SHORT EXERCISE
Reproduce every one of the following items word for word, keeping each line as it appears.

"""

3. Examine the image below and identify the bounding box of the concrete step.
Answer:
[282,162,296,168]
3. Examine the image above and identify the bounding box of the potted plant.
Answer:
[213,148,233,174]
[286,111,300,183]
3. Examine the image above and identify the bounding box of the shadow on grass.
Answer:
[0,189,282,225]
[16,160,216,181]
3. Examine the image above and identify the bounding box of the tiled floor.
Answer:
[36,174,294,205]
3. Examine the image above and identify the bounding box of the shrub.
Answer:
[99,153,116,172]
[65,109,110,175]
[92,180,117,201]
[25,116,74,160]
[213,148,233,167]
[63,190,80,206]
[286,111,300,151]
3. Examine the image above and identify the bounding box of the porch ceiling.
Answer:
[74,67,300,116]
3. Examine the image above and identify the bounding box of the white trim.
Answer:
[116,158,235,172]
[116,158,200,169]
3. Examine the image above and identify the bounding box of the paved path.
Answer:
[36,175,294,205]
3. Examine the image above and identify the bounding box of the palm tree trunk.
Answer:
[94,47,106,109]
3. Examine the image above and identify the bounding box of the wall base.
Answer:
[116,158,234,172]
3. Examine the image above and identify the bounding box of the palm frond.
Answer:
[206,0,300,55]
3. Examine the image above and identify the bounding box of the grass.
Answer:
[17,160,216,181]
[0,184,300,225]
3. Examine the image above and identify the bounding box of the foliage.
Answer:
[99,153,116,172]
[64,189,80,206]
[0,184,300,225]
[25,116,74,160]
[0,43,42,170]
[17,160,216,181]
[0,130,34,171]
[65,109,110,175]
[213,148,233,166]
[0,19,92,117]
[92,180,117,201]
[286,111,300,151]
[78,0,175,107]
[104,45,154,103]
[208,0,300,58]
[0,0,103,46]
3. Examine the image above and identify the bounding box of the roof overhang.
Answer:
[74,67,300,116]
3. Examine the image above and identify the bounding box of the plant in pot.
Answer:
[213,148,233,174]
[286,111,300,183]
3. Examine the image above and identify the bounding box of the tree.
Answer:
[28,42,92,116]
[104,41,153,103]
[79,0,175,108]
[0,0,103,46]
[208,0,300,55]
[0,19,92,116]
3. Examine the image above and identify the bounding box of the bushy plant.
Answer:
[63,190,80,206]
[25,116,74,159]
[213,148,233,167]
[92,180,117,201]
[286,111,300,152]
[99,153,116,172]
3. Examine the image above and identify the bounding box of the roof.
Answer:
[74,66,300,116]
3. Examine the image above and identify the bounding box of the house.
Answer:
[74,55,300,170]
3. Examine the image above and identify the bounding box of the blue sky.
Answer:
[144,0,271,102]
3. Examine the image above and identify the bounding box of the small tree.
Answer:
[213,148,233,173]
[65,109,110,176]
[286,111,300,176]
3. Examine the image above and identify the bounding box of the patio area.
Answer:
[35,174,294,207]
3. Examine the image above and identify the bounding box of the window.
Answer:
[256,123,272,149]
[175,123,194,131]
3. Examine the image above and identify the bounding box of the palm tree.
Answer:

"""

RESULT OF THIS EXERCISE
3. Examine the image below and identify the bounding box of the concrete step.
Answer:
[282,162,296,168]
3. Examine the image above and identify the bounding box of the potted plant.
Answer:
[213,148,233,174]
[286,111,300,183]
3. Examine the image above and identify the bounding box of the shadow on grass.
Answer:
[0,189,282,225]
[16,160,216,181]
3. Examine the image above and identify the bounding box of the tiled floor.
Answer:
[36,174,294,205]
3. Examine the image above and identify the bounding box of the shrub.
Answer:
[99,153,116,172]
[65,109,110,175]
[92,180,117,201]
[25,116,74,160]
[213,148,233,167]
[63,190,80,206]
[286,111,300,151]
3. Examine the image above and identify the bounding box of the porch ceiling.
Answer:
[74,67,300,116]
3. Examine the image above and identify the bounding box of the white trim.
Answer:
[116,158,235,172]
[116,158,200,169]
3. Examine the image above and identify the bounding box of the paved path.
Answer:
[36,175,294,205]
3. Examine the image above and identify the bounding box of the palm tree trunk.
Answer:
[94,47,106,109]
3. Examine the image above and identify the bounding box of the wall base.
Answer:
[116,158,234,172]
3. Examine the image above and identify the bounding box of the palm frond.
Answer:
[206,0,300,55]
3. Examine the image above and identify the bounding box of the grass.
Answer:
[17,160,216,181]
[0,184,300,225]
3. Examine the image above and identify the bounding box of the foliage.
Answer:
[99,153,116,172]
[64,189,80,206]
[0,184,300,225]
[25,116,74,160]
[0,43,42,170]
[17,160,216,181]
[0,130,34,171]
[65,109,110,175]
[213,148,233,166]
[0,19,92,117]
[92,180,117,201]
[286,111,300,151]
[78,0,175,107]
[104,45,154,103]
[208,0,300,58]
[0,0,103,46]
3. Examine the image above and identify the bounding box of the roof overhang.
Answer:
[74,67,300,116]
3. Examine the image above and identify the bounding box of the plant in pot.
Answer:
[213,148,233,174]
[286,111,300,183]
3. Examine the image above and identify the bounding box of the tree.
Answer:
[28,42,92,116]
[104,41,153,103]
[79,0,175,108]
[0,0,103,46]
[208,0,300,55]
[0,19,92,116]
3. Examine the image above and identify the bounding box of the bushy plant.
Answer:
[63,190,80,206]
[25,116,74,159]
[213,148,233,167]
[92,180,117,201]
[286,111,300,152]
[99,153,116,172]
3. Examine the image above and identify the bounding box of the roof.
Answer:
[74,66,300,116]
3. Examine the image above and identify the bounding box of the house.
Answer:
[74,55,300,170]
3. Examine the image above and identify the bounding box of the blue sky.
Answer:
[144,0,271,102]
3. Examine the image above and identify the bounding box of the small tree.
Answer:
[213,148,233,173]
[65,109,110,176]
[286,111,300,176]
3. Examine the image above and identify the bounding box of the patio area.
Answer:
[35,174,294,207]
3. Examine the image above and identify the bounding box of the window.
Answer:
[256,123,272,149]
[175,123,194,131]
3. Examine the image above and identify the bounding box of the palm tree.
Answer:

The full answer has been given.